Nel 2022 i prezzi del fast fashion dovrebbero toccare (ulteriori) rincari, segnando fino a un +10% sull’anno precedente. Concordano su queste stime alcuni analisti interpellati da Pambianconews, che vedono inoltre nel cambiamento del price-mix di colossi come Zara, H&M o dell’italiana Ovs un nuovo elemento di concorrenza per tutti quei fashion brand di fascia media che già accusavano un rallentamento prima della pandemia e che ora potrebbero veder rosicchiate altre quote di mercato.
Le cause dell’aumento dei prezzi nel settore moda, a livello globale, sono ormai chiare: i rialzi rispondono infatti all’aumento del costo delle materie prime (fibre naturali e sintetiche), all’aumento del costo dell’energia, dei noli marittimi internazionali e degli affitti. Meno soggetto a fluttuazioni, dunque più strutturale, anche il maggior costo del lavoro e del personale. All’origine delle strozzature nelle catene di approvvigionamento e dell’assottigliamento delle scorte in molti settori industriali c’è la pandemia, ma non è trascurabile anche il profondo cambiamento delle abitudini di consumo.

# Compito da svolgere
Riassumi in due frasi il testo sui rincari del fast fashion. Le voci non hanno alcun ruolo in questo lavoro.

[Estratti del dataset]

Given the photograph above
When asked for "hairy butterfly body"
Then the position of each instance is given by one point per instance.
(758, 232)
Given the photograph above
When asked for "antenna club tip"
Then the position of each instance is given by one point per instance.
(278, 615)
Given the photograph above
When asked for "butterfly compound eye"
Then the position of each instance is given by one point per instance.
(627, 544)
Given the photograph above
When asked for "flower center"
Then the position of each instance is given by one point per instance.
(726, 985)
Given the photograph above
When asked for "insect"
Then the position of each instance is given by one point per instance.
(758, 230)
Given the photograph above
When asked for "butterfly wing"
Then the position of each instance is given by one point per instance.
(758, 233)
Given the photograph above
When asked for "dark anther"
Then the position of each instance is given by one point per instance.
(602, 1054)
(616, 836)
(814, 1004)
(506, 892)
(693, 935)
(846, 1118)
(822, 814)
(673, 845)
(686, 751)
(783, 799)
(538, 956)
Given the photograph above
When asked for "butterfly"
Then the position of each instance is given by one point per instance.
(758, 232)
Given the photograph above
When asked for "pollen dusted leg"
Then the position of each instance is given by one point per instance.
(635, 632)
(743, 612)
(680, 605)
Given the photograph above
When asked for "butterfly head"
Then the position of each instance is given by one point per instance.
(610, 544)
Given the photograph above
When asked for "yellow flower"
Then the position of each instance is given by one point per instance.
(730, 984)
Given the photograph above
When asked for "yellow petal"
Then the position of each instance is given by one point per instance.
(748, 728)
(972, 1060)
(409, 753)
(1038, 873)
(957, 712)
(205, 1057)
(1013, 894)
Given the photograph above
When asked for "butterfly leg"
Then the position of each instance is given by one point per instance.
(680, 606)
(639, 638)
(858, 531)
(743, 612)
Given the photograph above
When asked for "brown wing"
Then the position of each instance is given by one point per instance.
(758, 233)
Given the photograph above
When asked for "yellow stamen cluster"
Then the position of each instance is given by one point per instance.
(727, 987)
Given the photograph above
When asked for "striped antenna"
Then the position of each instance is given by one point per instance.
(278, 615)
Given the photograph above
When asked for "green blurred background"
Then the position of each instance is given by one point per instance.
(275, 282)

# Soluzione scritta
Secondo alcuni analisti sentiti da Pambianconews, nel 2022 i prezzi del fast fashion potrebbero salire fino al 10% rispetto all'anno precedente, e il cambio del mix di prezzi di colossi come Zara, H&M e Ovs potrebbe togliere altre quote di mercato ai brand di fascia media, già in rallentamento prima della pandemia. Gli aumenti dipendono dal costo più alto di materie prime, energia, noli marittimi, affitti e lavoro, mentre le strozzature nelle forniture e le scorte ridotte hanno origine nella pandemia, con un peso anche del forte cambiamento delle abitudini di consumo.